»»
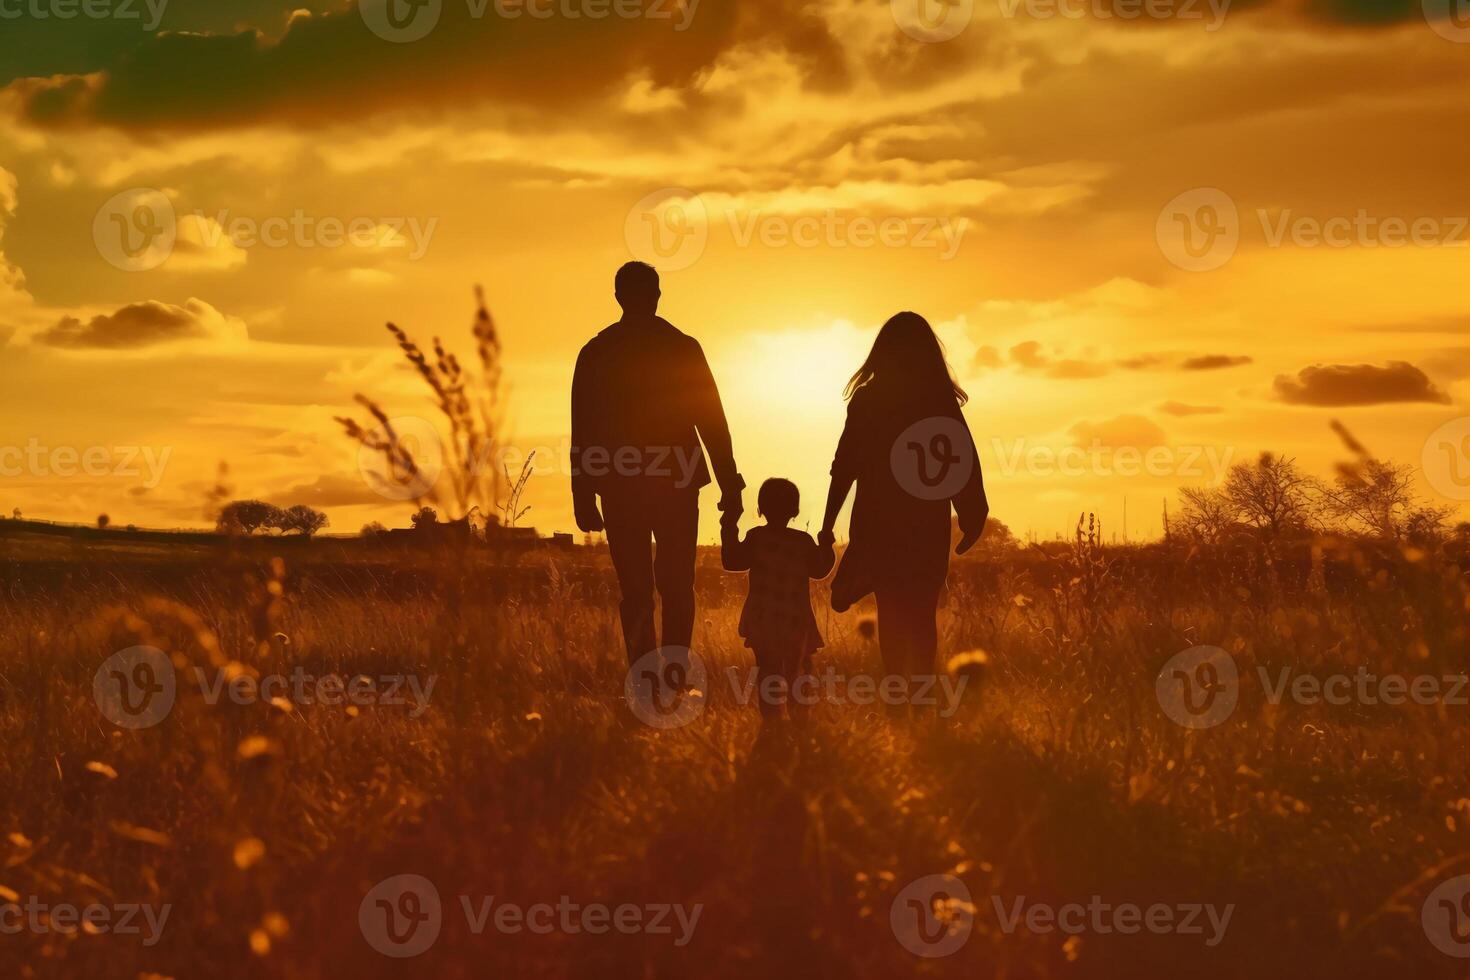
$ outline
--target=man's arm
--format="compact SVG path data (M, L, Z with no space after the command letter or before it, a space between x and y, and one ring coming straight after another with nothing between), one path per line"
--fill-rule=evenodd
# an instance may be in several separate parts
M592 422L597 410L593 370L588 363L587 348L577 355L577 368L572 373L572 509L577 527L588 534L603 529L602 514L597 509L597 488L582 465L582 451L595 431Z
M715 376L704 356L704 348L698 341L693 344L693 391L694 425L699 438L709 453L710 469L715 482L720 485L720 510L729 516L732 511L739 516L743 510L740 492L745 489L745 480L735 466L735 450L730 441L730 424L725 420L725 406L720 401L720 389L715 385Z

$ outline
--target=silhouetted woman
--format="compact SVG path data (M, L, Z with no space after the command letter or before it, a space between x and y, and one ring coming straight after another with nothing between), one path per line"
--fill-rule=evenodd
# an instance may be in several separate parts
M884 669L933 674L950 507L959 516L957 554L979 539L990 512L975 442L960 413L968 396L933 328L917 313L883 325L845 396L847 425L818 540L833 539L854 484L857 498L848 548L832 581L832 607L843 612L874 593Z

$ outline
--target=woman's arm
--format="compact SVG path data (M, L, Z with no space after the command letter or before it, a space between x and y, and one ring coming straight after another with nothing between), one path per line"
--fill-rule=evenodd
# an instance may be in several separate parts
««
• **Work to be completed**:
The whole listing should be reproduced exactly. Images don't go in.

• **Worked solution**:
$ outline
--target=man's arm
--format="compact SVG path data (M, L, Z with no space after the command letter or before it, a space between x and y, and one ring coming straight after another with nothing between), one path per line"
--fill-rule=evenodd
# an instance may be in several separate parts
M592 422L597 410L593 370L588 363L587 348L577 355L577 368L572 373L572 509L577 527L588 534L603 529L602 514L597 509L597 488L582 465L582 451L595 431Z
M715 376L704 356L704 348L698 341L693 344L693 391L694 425L699 438L709 453L710 469L715 482L720 485L720 510L729 516L732 511L739 516L743 510L740 492L745 489L745 480L735 466L735 450L730 441L730 424L725 420L725 406L720 401L720 389L715 385Z

$ outline
--target=silhouetted woman
--format="compact SVG path data (M, L, Z with no space after the command letter or before it, a space between x and y, and one ring coming straight after another with nothing between), one path per line"
--fill-rule=evenodd
# an instance may be in several separate parts
M884 669L933 674L950 507L959 516L957 554L979 539L990 512L975 442L960 413L968 396L933 328L917 313L883 325L845 396L847 425L818 540L833 539L854 484L857 498L848 548L832 581L832 607L843 612L874 593Z

$ outline
--target=woman's arm
--format="compact SVG path data (M, L, Z with no space after the command letter or before it, a space between x and y, and one ring coming straight after another with nothing between), one path per line"
--fill-rule=evenodd
# an instance may be in several separate parts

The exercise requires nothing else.